Given request. List each geographic place named in the excerpt below about selling bread, giving every name once.

Document excerpt.
────────────────────────────────────────
Selling Bread With Other Volunteers

Selling Bread With Other Volunteers

While volunteering for Rayo de Sol in Arequipa, Peru, I was reminded of how much I dislike the macho culture in Latin America.

Machismo can be defined as “exaggerated masculine pride.”

I haven’t said much about machismo despite having been in Latin America for nine months. Only in this article from El Salvador, and this post bidding farewell to Mexico. But it’s omnipresent and is very much at odds with my view of the world, empowerment, and how things should be.

While walking around Arequipa with my fellow volunteers, all from France, selling bread to benefit the children of Alto Cayma, we encountered numerous situations I’d consider completely inappropriate.

Hearing men whistle or cat call as the girls walked by was common.

And I hated it.

It’s just the attitude. He’s essentially saying “You look hot,” but for what? Does he think she’ll throw herself at him then? It is disrespectful and really doesn’t make much sense.

One day we walked into a shopping center and there were two men. In general, when women wanted to buy bread, they usually approached me. When men wanted to buy bread, they usually approached my female colleague. Fine.
────────────────────────────────────────
Provided material.
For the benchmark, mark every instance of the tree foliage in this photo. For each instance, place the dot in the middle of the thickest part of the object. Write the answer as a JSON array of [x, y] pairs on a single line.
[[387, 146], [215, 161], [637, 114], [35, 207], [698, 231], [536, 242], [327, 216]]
────────────────────────────────────────
Solution to this exercise.
Arequipa
Peru
Latin America
El Salvador
Mexico
France
Alto Cayma